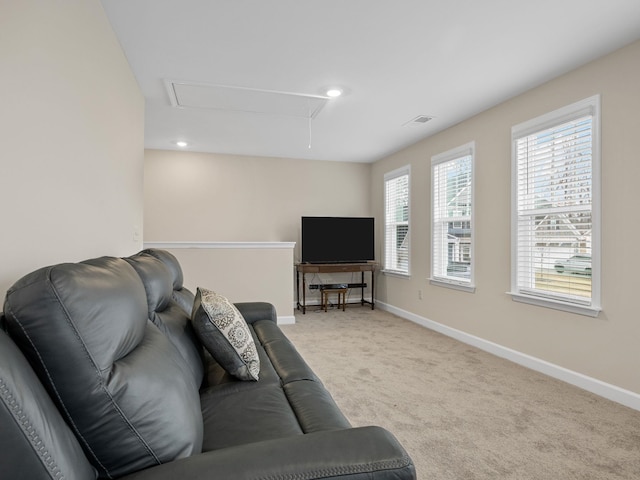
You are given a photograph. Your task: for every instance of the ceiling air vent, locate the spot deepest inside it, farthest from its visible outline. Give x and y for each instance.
(419, 120)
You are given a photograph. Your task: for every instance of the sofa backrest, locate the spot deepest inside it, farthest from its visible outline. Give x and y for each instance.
(122, 386)
(35, 442)
(169, 304)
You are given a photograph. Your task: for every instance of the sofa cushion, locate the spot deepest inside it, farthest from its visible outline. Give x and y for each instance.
(126, 390)
(161, 275)
(225, 334)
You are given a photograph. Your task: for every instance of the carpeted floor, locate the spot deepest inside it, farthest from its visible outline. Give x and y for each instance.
(462, 413)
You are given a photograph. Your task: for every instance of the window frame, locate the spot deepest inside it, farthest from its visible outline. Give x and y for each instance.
(452, 155)
(587, 107)
(390, 176)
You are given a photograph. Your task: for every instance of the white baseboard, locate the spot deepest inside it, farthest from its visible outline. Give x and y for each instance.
(625, 397)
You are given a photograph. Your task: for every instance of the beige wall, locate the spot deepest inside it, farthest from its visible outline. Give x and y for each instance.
(197, 197)
(72, 123)
(243, 273)
(606, 348)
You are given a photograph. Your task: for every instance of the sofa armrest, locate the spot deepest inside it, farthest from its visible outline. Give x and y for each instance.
(254, 311)
(370, 453)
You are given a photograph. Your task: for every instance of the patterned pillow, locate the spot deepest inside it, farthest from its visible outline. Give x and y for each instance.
(225, 334)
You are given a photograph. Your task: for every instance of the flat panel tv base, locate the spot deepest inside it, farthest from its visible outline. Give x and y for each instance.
(303, 268)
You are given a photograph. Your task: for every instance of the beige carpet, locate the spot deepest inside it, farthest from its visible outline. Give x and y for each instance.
(462, 413)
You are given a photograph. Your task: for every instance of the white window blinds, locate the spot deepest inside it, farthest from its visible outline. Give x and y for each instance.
(452, 219)
(396, 199)
(556, 205)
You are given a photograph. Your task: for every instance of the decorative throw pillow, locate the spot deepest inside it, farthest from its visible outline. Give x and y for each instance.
(225, 334)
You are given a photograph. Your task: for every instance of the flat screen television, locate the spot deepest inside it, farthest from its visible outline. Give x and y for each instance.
(337, 239)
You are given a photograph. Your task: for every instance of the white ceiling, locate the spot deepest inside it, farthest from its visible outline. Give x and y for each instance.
(394, 59)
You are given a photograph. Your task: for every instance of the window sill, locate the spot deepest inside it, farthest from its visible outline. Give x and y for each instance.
(463, 287)
(586, 310)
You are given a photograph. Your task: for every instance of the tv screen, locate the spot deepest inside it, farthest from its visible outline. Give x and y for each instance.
(337, 239)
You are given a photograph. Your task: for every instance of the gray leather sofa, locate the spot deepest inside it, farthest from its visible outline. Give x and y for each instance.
(102, 375)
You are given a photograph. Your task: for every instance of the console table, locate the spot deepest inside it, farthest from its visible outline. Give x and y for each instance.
(304, 268)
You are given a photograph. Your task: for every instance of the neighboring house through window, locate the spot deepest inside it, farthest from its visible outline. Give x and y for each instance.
(396, 221)
(556, 209)
(452, 218)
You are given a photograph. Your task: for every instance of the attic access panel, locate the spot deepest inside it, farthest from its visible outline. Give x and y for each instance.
(243, 99)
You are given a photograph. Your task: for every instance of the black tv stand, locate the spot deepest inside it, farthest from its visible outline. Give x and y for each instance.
(304, 268)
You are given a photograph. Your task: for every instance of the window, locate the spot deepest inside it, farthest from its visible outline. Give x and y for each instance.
(396, 221)
(555, 209)
(452, 218)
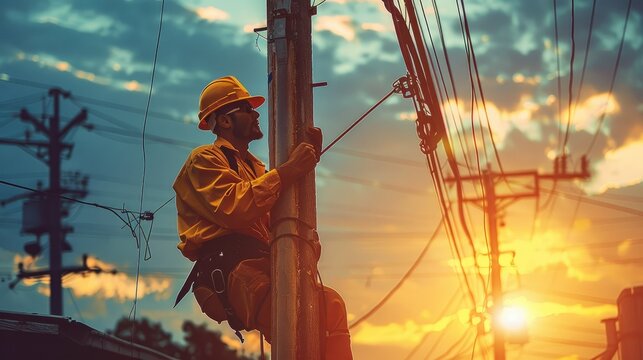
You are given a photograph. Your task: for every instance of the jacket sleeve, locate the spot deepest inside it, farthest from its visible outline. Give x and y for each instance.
(234, 203)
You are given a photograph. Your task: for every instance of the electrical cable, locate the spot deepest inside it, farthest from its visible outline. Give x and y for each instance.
(556, 51)
(614, 73)
(356, 122)
(440, 316)
(408, 273)
(587, 48)
(571, 81)
(148, 254)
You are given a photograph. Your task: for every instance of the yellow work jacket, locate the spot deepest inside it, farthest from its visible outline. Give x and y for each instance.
(212, 200)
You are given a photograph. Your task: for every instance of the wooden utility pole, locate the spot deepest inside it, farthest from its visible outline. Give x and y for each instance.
(51, 152)
(492, 203)
(295, 315)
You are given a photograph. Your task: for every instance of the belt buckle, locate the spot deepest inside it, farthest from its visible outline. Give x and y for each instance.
(218, 281)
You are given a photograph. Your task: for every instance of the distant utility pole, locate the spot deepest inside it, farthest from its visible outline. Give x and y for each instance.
(492, 203)
(44, 213)
(295, 313)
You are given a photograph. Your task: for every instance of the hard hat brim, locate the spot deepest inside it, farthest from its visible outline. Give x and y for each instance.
(255, 102)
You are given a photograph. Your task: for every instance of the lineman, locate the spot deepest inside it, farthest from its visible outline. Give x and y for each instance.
(223, 199)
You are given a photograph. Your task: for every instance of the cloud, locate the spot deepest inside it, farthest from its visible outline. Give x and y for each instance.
(587, 114)
(86, 21)
(547, 308)
(211, 14)
(619, 168)
(539, 254)
(404, 334)
(501, 120)
(104, 285)
(339, 25)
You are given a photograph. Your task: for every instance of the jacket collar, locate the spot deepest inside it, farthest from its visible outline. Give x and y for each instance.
(221, 142)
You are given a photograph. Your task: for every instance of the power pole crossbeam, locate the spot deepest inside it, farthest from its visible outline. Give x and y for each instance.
(52, 195)
(492, 203)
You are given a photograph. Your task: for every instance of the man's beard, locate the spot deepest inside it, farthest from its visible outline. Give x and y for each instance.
(248, 132)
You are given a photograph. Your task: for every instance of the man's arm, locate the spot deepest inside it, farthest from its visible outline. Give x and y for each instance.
(227, 199)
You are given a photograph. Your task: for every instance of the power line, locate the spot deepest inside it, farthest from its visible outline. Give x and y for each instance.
(614, 72)
(386, 297)
(571, 81)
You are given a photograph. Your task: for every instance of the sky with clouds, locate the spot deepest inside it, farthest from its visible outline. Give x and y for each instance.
(565, 257)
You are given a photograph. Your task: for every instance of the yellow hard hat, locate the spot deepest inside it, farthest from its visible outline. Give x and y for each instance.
(221, 92)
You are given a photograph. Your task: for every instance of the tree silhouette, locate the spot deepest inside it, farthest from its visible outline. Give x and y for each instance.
(148, 334)
(200, 343)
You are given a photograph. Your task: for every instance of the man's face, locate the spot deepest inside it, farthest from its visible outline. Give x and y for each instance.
(245, 123)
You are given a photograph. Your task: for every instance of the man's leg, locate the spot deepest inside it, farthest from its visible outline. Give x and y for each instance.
(337, 338)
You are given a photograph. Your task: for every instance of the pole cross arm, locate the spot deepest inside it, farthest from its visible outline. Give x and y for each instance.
(26, 116)
(77, 120)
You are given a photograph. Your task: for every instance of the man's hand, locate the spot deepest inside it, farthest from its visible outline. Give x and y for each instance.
(301, 161)
(315, 137)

■ GOAL: Take the listing and print it again exactly, but without any pictures.

■ CORRECT RESULT:
You are given a photograph. Your task: for every instance of the ceiling air vent, locate the spot deepest inside it, farthest from its visible outline. Give x and y for each instance.
(419, 120)
You are given a photograph. Your task: for every instance of the sofa backrest, locate the spot deepest inside it, farthest from its visible outline. Give x and y for each instance.
(122, 386)
(35, 442)
(169, 304)
You are given a photograph. Your task: for every instance of the sofa cushion, locate the spot deepest inside it, farthest from its visible outline. Give x and y for each instance.
(126, 390)
(161, 275)
(225, 334)
You are given a photograph. Your task: for every instance of the carpeted floor, locate the spot deepest inside it, farthest from its visible outline. Give x and y for each instance.
(462, 413)
You are given a photograph. Your task: for every instance of the window frame, locate the spot deepest inside it, farthest from its visible outline. Give x and y for each instance.
(452, 155)
(587, 107)
(390, 176)
You are given a photograph. Your task: for every instance of the white baseboard, locate the spot deepest inside it, farthest from its visible outline. Give x and y for each instance.
(625, 397)
You are given a photograph. Your task: for every instance of the beige wall, locate the spot deepest inside it, farthest from its visible outline. Give x and y for each instance.
(197, 197)
(72, 123)
(243, 273)
(606, 348)
You are given a photograph. Your task: for every instance of the sofa armrest, locate the spot deepest inside it, farthest from its visible outline. Give x and y for each instance.
(254, 311)
(370, 453)
You are given a photograph. Your task: for every instance of the patterned pillow, locate the spot deepest inside it, farthest from its visible outline. Give x and y for each instance.
(225, 334)
You are given a photograph. Your task: for every instance of the flat panel tv base, locate the spot deepest inside it, farthest from its visible outline. Give x and y for each instance.
(303, 268)
You are given a photograph. Your task: for every instance of the beige carpet, locate the spot deepest inside it, farthest from its visible outline. Give x and y for each instance.
(462, 413)
You are given a photograph. Your task: for every instance of the white window blinds, locate the spot deepest inside it, farthest from its visible outline. Give x and y for each instance.
(452, 219)
(396, 199)
(556, 205)
You are given a photograph. Your task: for every instance of the decorative throw pillow, locate the spot deepest inside it, farthest from its visible outline. Give x and y for each instance.
(225, 334)
You are given a photograph. Your task: for every instance of the flat screen television, locate the spot deepest inside it, farthest from its visible outline. Give x and y for each instance.
(337, 239)
You are given a photograph. Your task: for every instance of the white ceiling, locate the spot deepest inside it, farthest from its visible outline. Give x and y for each instance.
(394, 59)
You are given a photograph. Your task: for every instance of the window sill, locate the spot deepest inside it, farthest from its visible outline. Give x and y for each instance.
(463, 287)
(586, 310)
You are given a photograph. Your task: for every instance of the tv screen, locate the spot deepest inside it, farthest from its visible outline. Give x and y for each instance.
(337, 239)
You are given a photograph. Your task: for every instance of the gray leather sofa, locate the spot deepest inside it, farthest from its visible outline. Give x and y for each instance.
(102, 375)
You are given a photograph. Your task: for every instance of the console table, locate the spot deepest inside it, farthest from its visible outline. Give x and y for each instance.
(304, 268)
You are given a photograph. Your task: for every instance of the neighboring house through window, locate the spot deepest inside it, farthest from its visible outline. Give x and y for each instance.
(396, 221)
(556, 209)
(452, 218)
You are given a photograph. Your task: for every instance of the attic access panel, locate the spot deepest inside it, farthest from its visible outline. Give x and y for each instance.
(243, 99)
You are given a photograph. Your task: for every instance of the black tv stand, locate the spot deepest inside it, farthest from its visible outline. Give x and y for each instance.
(304, 268)
You are given a photograph. Your task: for every instance of the window, locate the spot deepest inside it, farthest from its visible outline. Give x and y for each instance.
(396, 221)
(555, 209)
(452, 218)
You are given a photograph. Your task: for every instance of the jacket sleeve, locate the spot deepest inside it, farthest from its visible outline. Give x and y for each instance.
(234, 203)
You are given a photograph. Your task: for every instance of the electrical cable, locate the spot deepest inside it, farthest from its visible outline. Give x and y for each instance.
(556, 51)
(614, 73)
(356, 122)
(440, 316)
(408, 273)
(587, 48)
(571, 81)
(148, 254)
You are given a photograph. Your task: for every instance of the yellow work jacket, locate the spot deepest inside it, farthest from its visible outline. Give x and y for each instance.
(212, 200)
You are given a photograph. Your task: for every instance of the wooden utility pole, locate the spot deepest inside it, farthest from its visible outline. Give x and y for each instance.
(51, 152)
(492, 203)
(295, 315)
You are given a photograph. Your task: for every instance of the belt buckle, locate the spot deepest inside it, farthest from its visible outline. Give x and y for each instance.
(218, 281)
You are given a photograph. Your task: for every instance of the distant utility pole, locate the spot deepest inside it, farthest from its visible outline. Give x and y for each instance.
(492, 203)
(44, 213)
(295, 313)
You are given a photograph. Your task: for every instance of the hard hat brim, locate the spot deepest inside it, farthest from its visible outline. Give x and y for each instance.
(255, 102)
You are given a photograph. Your task: for every instance of the lineman, locate the spot deepest inside it, farthest from its visible outline. Give x and y for each instance.
(223, 199)
You are given a photograph. Your task: for every instance of the cloud, locate the spot deepest inside it, farthest from its visible outline. Give x and y for each instance.
(587, 114)
(86, 21)
(547, 308)
(211, 14)
(619, 168)
(539, 254)
(404, 334)
(501, 120)
(104, 285)
(339, 25)
You are given a photograph. Your task: for every instance of the jacket collar, locate the spot deepest inside it, farthest from its visible outline. Give x and y for each instance.
(221, 142)
You are given a photograph. Your task: for every instance of the power pole crossbeam, locate the spot deepest inside it, farthest from its visible outline. Give x and y for each instance.
(52, 195)
(492, 203)
You are given a photograph. Your task: for every instance of the man's beard, locate the spot deepest inside it, farthest from its visible outline. Give x and y for each instance.
(248, 132)
You are given a photograph. Your task: for every instance of the man's arm, locate the spot deepest inside it, farthest from its visible outline. Give x and y for each instance.
(227, 199)
You are given a photograph. Your task: for every instance of the power line, locate the spot deepest inside it, farthest from its visible outline. Give x and y for each instance.
(614, 72)
(386, 297)
(571, 81)
You are given a photograph. Your task: for every instance of the sky with clouds, locate the spot deepest inside it, farthest from its visible outline. Give x and y for each instance.
(565, 257)
You are given a photograph. Your task: for every instance of the yellow hard hat, locate the spot deepest inside it, farthest from its visible outline. Give x and y for each instance.
(221, 92)
You are given a photograph. Your task: for every instance of the tree silhouette, locate the spot deepest inside it, farthest from its visible outline. Give x and y for each instance.
(148, 334)
(200, 343)
You are given a photograph. Your task: for every instance of the man's face, locate the spot deepest inside it, farthest from its visible outline. Give x and y for each instance.
(245, 123)
You are given a photograph. Your task: for every instance of the man's leg, locate the spot deepest inside it, farthest from its visible outline. Give x and y for each instance.
(337, 338)
You are given a photograph. Your task: for every instance of the pole cross arm, locate the spot deepest inside it, farthest from its visible outline. Give x and y for each instance.
(26, 116)
(77, 120)
You are given a photograph. Your task: for every instance of the man's hand, locate the spot deepest inside it, farthest from its visible outline. Give x and y for each instance.
(301, 161)
(315, 137)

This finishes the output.